(Extracted records)
------------
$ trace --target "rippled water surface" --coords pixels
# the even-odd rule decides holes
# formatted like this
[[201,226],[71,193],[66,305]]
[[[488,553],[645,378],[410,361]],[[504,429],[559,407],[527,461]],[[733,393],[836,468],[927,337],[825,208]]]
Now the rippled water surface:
------------
Change every "rippled water surface" in the material to "sunlit water surface" and reproduce it with nothing else altered.

▶ **Finished task**:
$ trace --target "sunlit water surface" --coords pixels
# the even-odd rule decides holes
# formatted like this
[[201,226],[71,193],[66,305]]
[[[488,553],[645,378],[410,361]],[[504,429],[559,407],[527,461]],[[733,393],[836,468],[927,337],[825,208]]]
Now the sunlit water surface:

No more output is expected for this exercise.